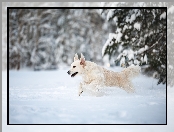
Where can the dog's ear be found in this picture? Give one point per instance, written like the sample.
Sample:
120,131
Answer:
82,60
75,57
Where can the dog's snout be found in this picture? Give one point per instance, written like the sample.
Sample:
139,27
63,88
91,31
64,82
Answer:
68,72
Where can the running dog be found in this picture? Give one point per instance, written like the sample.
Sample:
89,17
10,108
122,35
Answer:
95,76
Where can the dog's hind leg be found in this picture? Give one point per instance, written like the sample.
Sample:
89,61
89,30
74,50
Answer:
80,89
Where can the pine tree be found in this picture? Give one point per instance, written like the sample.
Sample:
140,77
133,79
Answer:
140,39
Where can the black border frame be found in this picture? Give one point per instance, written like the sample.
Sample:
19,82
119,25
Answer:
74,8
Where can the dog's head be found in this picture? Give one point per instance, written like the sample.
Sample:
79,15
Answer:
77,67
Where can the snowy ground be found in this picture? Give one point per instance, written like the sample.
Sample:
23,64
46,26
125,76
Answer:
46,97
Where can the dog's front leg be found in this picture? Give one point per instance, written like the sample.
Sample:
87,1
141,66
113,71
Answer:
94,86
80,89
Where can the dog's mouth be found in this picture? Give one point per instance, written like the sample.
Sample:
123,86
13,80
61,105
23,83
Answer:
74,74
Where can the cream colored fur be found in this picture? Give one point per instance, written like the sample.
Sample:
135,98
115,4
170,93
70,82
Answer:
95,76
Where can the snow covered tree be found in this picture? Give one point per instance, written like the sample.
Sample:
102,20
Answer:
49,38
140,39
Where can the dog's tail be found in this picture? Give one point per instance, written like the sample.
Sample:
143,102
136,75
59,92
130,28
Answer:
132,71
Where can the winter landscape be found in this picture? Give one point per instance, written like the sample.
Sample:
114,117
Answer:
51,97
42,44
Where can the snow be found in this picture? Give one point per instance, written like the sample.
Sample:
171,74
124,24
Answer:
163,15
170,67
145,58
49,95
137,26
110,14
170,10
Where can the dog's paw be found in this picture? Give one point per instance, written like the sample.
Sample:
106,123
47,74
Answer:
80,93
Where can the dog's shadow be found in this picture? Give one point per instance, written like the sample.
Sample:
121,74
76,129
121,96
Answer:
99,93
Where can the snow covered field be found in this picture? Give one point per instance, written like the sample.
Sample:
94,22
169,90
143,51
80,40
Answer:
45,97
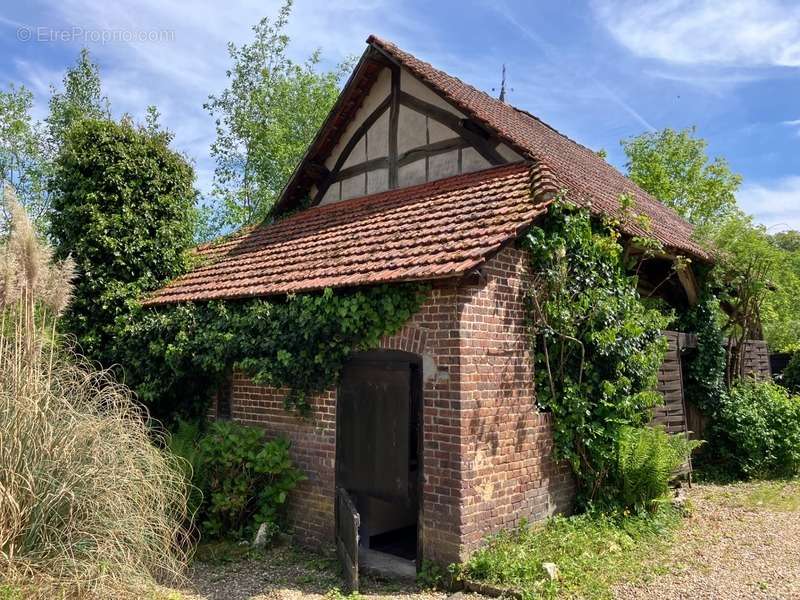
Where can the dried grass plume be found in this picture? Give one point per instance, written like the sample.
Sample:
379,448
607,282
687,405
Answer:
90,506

...

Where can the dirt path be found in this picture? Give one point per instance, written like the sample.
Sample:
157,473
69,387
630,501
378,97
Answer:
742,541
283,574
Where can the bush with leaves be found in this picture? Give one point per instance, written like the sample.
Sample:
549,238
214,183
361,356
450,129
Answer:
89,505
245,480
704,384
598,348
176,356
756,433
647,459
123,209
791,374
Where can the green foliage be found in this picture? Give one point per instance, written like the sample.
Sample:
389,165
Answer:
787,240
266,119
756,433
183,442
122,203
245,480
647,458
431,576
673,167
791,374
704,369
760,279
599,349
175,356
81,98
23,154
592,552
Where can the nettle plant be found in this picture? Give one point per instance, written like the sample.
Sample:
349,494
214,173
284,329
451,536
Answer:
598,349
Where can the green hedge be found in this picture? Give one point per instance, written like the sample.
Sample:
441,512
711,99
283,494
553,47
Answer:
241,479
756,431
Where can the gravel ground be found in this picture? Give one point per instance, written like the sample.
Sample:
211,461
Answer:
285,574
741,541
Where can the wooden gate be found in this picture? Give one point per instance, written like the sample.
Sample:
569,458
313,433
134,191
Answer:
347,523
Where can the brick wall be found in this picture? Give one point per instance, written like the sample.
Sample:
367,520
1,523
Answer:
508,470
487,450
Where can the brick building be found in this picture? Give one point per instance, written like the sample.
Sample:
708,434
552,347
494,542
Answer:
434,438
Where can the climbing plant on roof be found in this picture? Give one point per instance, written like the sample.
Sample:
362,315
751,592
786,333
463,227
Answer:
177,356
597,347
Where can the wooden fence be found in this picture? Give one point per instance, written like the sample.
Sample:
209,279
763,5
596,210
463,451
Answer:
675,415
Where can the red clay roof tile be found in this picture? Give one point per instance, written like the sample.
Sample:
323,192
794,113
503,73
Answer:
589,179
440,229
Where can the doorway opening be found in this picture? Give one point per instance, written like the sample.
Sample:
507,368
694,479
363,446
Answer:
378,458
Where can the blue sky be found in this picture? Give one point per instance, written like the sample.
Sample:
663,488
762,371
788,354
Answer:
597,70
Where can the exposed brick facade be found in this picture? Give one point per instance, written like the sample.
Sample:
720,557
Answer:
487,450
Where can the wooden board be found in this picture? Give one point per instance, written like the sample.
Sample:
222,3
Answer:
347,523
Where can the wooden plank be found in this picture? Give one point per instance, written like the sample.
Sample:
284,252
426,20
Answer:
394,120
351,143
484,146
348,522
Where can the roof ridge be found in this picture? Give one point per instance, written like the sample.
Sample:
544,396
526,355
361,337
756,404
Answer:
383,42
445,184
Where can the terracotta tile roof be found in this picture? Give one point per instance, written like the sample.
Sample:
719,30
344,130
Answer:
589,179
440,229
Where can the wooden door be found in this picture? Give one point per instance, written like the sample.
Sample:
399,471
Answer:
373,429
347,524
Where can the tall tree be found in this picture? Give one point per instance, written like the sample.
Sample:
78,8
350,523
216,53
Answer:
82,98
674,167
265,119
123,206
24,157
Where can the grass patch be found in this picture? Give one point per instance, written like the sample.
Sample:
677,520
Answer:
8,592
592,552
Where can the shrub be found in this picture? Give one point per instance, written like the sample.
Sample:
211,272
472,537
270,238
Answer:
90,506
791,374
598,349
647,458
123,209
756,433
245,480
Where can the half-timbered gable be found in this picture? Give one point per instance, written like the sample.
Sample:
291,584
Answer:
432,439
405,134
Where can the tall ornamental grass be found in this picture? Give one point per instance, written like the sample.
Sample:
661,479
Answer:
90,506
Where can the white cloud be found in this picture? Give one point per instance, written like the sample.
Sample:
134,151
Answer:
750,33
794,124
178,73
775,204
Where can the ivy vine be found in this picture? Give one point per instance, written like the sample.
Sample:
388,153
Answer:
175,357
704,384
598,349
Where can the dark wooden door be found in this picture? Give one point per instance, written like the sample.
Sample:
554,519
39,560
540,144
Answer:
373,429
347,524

---

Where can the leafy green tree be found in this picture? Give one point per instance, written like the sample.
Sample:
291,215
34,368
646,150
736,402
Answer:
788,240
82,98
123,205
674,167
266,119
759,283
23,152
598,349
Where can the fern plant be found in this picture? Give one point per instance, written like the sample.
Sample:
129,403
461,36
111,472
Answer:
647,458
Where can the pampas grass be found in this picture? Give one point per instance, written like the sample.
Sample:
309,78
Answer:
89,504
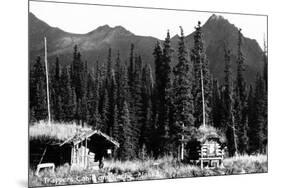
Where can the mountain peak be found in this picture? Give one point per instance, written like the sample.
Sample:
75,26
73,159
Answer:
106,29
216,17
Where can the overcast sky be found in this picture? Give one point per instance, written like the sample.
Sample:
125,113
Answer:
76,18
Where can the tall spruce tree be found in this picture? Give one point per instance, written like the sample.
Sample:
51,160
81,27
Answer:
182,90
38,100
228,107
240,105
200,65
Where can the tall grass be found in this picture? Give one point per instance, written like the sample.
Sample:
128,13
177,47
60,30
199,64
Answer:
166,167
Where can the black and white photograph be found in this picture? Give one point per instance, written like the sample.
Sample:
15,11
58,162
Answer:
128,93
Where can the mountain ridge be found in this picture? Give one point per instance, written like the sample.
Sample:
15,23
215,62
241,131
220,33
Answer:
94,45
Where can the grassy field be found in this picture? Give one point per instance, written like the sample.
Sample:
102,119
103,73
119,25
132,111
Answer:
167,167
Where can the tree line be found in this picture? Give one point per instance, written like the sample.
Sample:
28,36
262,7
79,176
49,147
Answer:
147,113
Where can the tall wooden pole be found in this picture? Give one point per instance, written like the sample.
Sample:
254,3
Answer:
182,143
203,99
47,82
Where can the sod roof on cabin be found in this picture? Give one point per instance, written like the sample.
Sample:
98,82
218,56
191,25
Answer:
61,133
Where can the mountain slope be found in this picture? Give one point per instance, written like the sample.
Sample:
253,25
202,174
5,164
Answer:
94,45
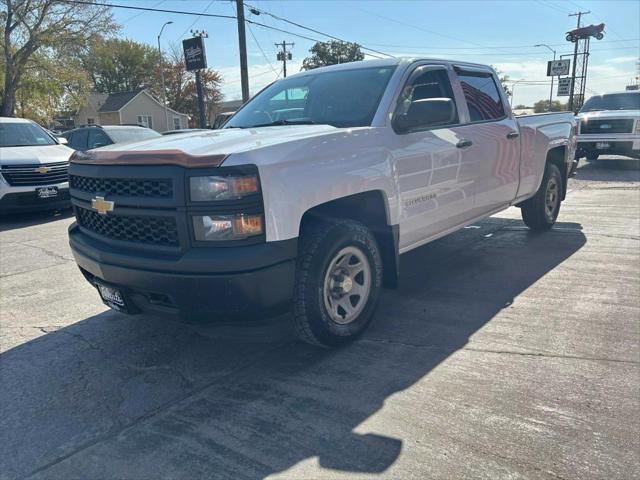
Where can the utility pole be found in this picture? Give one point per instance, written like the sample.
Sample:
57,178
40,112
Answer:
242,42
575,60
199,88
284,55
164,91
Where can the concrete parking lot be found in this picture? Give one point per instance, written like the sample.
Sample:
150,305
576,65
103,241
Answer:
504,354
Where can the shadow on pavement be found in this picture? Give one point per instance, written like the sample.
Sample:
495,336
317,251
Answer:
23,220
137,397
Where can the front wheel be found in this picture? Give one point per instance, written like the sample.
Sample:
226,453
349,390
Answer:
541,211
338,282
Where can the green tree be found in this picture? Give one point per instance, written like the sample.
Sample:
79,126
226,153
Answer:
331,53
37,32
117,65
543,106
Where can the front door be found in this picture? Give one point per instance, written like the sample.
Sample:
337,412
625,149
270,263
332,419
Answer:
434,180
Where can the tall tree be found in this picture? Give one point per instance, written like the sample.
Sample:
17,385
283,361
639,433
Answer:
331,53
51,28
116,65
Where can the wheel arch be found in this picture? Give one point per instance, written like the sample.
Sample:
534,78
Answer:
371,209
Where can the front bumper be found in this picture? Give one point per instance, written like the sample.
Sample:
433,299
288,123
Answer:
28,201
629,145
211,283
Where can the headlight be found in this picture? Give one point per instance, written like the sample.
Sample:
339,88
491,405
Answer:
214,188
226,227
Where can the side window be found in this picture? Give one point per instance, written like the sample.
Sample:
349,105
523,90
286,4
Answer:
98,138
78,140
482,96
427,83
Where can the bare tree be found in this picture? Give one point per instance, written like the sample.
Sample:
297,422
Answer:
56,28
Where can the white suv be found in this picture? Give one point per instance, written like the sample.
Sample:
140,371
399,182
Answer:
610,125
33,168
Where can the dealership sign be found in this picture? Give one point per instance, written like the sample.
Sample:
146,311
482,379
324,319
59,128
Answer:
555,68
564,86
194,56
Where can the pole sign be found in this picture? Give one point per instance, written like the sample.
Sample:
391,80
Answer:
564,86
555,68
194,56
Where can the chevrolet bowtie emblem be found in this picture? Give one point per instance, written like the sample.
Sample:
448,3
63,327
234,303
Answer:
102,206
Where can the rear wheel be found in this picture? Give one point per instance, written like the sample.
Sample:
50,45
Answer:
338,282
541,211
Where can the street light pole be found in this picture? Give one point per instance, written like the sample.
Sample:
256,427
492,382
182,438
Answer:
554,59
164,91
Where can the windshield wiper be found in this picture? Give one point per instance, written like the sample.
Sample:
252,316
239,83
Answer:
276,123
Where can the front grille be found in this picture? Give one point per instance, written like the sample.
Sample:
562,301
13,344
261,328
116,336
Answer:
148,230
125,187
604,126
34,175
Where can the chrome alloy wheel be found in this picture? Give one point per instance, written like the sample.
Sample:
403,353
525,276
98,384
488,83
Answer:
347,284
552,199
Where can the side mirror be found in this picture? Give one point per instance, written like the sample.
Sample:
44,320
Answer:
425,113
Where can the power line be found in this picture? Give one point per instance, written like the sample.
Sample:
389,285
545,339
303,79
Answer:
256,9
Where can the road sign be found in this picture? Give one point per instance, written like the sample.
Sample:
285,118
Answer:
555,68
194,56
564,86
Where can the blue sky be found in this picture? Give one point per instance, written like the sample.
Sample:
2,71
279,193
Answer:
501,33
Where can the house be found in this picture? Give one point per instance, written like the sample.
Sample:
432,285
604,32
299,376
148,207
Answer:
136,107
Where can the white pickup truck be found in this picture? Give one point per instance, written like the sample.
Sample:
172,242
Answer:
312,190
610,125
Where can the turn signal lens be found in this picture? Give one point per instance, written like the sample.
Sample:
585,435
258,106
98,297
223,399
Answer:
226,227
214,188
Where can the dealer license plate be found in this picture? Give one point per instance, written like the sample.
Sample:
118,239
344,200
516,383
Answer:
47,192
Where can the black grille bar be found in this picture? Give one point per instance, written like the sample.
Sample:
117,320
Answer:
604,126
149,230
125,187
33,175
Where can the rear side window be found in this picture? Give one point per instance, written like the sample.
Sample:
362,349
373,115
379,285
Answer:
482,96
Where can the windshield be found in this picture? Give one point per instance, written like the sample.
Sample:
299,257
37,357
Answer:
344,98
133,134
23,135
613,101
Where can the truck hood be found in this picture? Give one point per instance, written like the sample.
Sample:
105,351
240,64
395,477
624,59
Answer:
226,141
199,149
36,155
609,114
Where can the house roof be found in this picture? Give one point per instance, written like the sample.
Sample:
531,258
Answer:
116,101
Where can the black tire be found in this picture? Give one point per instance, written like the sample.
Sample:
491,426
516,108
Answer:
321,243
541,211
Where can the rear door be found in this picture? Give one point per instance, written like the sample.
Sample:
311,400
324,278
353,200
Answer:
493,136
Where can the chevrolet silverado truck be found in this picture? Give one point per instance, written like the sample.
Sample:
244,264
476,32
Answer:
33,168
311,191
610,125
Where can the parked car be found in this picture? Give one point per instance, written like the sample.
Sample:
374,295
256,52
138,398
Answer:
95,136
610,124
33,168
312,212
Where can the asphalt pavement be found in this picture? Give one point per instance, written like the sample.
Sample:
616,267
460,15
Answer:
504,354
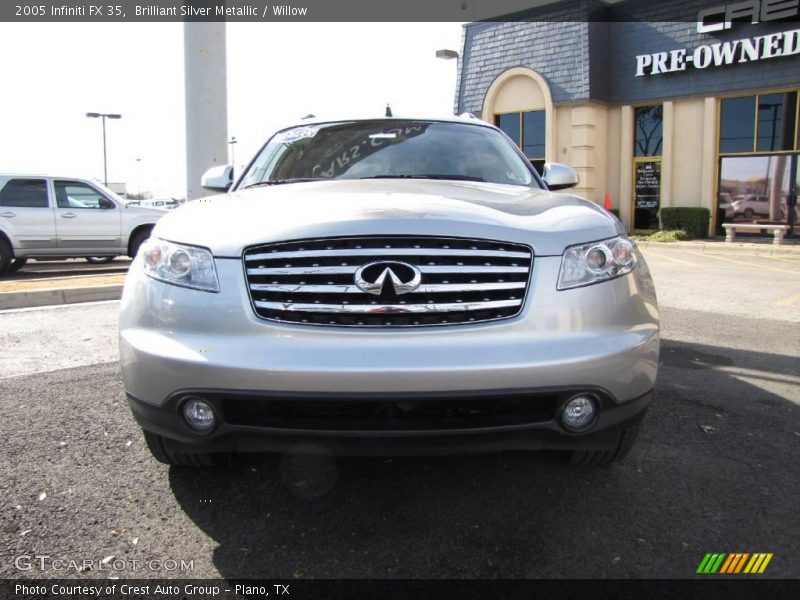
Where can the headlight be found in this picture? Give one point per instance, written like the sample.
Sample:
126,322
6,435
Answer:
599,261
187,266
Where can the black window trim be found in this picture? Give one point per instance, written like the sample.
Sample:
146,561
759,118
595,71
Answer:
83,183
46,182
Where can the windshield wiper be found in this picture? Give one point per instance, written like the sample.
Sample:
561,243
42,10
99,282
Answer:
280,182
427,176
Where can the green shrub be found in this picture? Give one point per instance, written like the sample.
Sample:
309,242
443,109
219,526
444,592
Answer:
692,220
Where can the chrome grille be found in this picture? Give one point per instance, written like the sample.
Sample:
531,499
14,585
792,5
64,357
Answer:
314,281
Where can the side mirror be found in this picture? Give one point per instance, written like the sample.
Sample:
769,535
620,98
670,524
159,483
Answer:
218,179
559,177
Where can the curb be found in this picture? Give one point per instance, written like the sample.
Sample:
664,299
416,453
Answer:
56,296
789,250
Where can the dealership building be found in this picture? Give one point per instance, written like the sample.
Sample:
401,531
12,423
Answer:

▶ _WHAT IS ASKED_
Collect each line in the records that contains the word "shadow", and copy those lines out in full.

▶ _RESPONSE TO THIS TASK_
Where can the dog's shadow be found in this picture? Give one point per instance, written like the sample.
Where can the shadow on pavement be found in this picture? Give one point per instance, written like the sample.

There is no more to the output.